[Stored dataset items]
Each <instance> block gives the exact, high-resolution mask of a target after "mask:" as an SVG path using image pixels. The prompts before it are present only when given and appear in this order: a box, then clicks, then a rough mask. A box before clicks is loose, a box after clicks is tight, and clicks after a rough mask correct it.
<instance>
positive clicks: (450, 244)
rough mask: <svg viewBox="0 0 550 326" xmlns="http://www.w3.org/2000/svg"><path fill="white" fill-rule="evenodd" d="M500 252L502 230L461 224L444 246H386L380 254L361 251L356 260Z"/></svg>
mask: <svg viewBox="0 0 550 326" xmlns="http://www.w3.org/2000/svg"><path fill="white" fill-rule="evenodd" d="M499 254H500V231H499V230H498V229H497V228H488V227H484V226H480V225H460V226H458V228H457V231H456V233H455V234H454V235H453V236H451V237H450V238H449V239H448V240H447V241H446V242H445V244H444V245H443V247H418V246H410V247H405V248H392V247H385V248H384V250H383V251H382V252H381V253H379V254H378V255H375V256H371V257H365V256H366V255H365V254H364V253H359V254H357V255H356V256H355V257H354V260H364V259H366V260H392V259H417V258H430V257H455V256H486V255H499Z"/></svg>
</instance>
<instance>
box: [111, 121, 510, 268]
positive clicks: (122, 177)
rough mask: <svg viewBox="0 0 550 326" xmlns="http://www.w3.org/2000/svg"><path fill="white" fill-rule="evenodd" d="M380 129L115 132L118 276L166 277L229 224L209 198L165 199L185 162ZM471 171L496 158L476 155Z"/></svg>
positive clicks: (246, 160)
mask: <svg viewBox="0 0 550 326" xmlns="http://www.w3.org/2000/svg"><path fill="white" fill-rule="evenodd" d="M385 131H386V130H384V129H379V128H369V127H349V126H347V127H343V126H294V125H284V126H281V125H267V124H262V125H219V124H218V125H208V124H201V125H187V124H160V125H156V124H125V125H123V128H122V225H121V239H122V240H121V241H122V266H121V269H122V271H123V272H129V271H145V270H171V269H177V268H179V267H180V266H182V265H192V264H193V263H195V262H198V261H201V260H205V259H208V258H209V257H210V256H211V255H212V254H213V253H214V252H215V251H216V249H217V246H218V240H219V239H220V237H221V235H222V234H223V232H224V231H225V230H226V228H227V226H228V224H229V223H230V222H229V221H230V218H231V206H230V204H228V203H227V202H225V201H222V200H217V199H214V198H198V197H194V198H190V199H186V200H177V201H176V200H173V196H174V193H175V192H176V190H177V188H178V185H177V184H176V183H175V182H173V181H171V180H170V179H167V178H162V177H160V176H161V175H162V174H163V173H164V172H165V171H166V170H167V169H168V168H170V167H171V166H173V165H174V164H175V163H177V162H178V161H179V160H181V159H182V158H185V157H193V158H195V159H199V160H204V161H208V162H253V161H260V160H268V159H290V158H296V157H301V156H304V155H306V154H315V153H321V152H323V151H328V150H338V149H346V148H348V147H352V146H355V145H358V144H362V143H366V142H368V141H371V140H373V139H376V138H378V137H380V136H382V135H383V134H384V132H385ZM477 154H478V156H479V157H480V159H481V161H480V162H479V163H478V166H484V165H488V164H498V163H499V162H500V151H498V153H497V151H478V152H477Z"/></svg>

# [PROBLEM REQUIREMENTS]
Lay out every line of the material above as a JSON list of strings, with one string per line and blank lines omitted.

# [WRITTEN REPLY]
[
  "Each <instance> block gives the exact, high-resolution mask of a target after \"mask:\" as an SVG path using image pixels. The prompts before it are present only when given and appear in this order: a box, then clicks, then a rough mask. A box before clicks is loose, a box after clicks is tight, and clicks after a rough mask correct it.",
  "<instance>",
  "positive clicks: (450, 244)",
  "rough mask: <svg viewBox=\"0 0 550 326\" xmlns=\"http://www.w3.org/2000/svg\"><path fill=\"white\" fill-rule=\"evenodd\" d=\"M500 252L502 230L461 224L444 246H386L380 254L361 251L356 260Z\"/></svg>",
  "mask: <svg viewBox=\"0 0 550 326\" xmlns=\"http://www.w3.org/2000/svg\"><path fill=\"white\" fill-rule=\"evenodd\" d=\"M499 254H500V231H499V230H498V229H497V228H488V227H484V226H480V225H460V226H458V228H457V231H456V233H455V234H454V235H453V236H451V237H450V238H449V239H448V240H447V241H446V242H445V244H444V245H443V247H418V246H410V247H405V248H392V247H385V248H384V250H383V251H382V252H381V253H379V254H378V255H375V256H371V257H365V256H366V255H365V254H364V253H359V254H357V255H356V256H355V257H354V260H364V259H366V260H392V259H417V258H430V257H455V256H486V255H499Z\"/></svg>",
  "</instance>",
  "<instance>",
  "box: [111, 121, 510, 268]",
  "positive clicks: (122, 177)",
  "rough mask: <svg viewBox=\"0 0 550 326\" xmlns=\"http://www.w3.org/2000/svg\"><path fill=\"white\" fill-rule=\"evenodd\" d=\"M380 129L115 132L118 276L166 277L229 224L209 198L165 199L185 162ZM471 171L496 158L476 155Z\"/></svg>",
  "positive clicks: (246, 160)",
  "mask: <svg viewBox=\"0 0 550 326\" xmlns=\"http://www.w3.org/2000/svg\"><path fill=\"white\" fill-rule=\"evenodd\" d=\"M385 131H386V130H384V129H379V128H369V127H349V126H347V127H343V126H294V125H284V126H281V125H267V124H262V125H219V124H218V125H208V124H201V125H187V124H160V125H156V124H125V125H123V128H122V225H121V239H122V240H121V241H122V266H121V269H122V271H123V272H129V271H145V270H171V269H177V268H179V267H180V266H182V265H192V264H193V263H195V262H198V261H201V260H205V259H208V258H209V257H210V256H211V255H212V254H213V253H214V252H215V251H216V249H217V246H218V240H219V239H220V237H221V235H222V234H223V232H224V231H225V230H226V228H227V226H228V224H229V223H230V222H229V221H230V218H231V206H230V204H228V203H227V202H225V201H222V200H217V199H214V198H198V197H194V198H190V199H186V200H177V201H176V200H173V196H174V193H175V192H176V190H177V188H178V185H177V184H176V183H175V182H173V181H171V180H170V179H167V178H162V177H160V176H161V175H162V174H163V173H164V172H165V171H166V170H167V169H168V168H170V167H171V166H173V165H174V164H175V163H177V162H178V161H179V160H181V159H182V158H185V157H193V158H195V159H199V160H204V161H208V162H253V161H260V160H268V159H290V158H296V157H301V156H304V155H306V154H315V153H321V152H323V151H328V150H338V149H346V148H348V147H352V146H355V145H358V144H362V143H366V142H368V141H371V140H373V139H376V138H378V137H380V136H382V135H383V134H384V132H385ZM477 154H478V156H479V157H480V159H481V161H480V162H479V163H478V166H484V165H488V164H498V163H499V162H500V151H498V153H497V151H478V152H477Z\"/></svg>"
]